[Data for review]

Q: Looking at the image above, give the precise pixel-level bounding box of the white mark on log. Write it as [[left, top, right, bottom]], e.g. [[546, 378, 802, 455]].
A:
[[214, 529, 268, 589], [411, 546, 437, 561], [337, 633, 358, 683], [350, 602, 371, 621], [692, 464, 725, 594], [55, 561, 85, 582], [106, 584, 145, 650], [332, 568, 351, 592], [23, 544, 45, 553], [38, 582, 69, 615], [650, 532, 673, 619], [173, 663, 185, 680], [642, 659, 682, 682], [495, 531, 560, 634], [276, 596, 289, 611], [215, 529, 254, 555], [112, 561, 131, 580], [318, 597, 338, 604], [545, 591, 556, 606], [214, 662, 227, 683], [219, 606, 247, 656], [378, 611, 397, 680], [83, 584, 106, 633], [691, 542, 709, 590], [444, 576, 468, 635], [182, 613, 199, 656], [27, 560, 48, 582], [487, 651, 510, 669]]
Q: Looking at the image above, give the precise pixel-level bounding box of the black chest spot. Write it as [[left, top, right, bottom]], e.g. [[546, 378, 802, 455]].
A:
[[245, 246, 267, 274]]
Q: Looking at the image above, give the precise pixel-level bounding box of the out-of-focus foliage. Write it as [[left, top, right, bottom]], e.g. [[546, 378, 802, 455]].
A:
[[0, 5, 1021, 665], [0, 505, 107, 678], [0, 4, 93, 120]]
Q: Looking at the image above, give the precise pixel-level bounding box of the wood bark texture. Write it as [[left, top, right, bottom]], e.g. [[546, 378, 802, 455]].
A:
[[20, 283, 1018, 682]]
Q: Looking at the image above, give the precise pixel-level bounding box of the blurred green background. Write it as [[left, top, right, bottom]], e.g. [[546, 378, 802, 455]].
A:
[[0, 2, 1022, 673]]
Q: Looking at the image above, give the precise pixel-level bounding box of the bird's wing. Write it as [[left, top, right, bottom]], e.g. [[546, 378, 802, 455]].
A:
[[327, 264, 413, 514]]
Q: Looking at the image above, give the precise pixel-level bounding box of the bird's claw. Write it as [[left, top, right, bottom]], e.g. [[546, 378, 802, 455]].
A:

[/Data for review]

▸ **What the exercise asks**: Go through the material above and copy each line that holds the string "bird".

▸ **Output below**:
Q: Looking at the image above, give the precise pixel-level bounding box of the bird's wing. Write it as [[left, top, right, bottom]], e.g. [[546, 378, 802, 455]].
Q: Looking at the image above, give the precise pixel-level bounding box of the bird's claw. Write it as [[left, top, right, bottom]], e.g. [[546, 378, 802, 455]].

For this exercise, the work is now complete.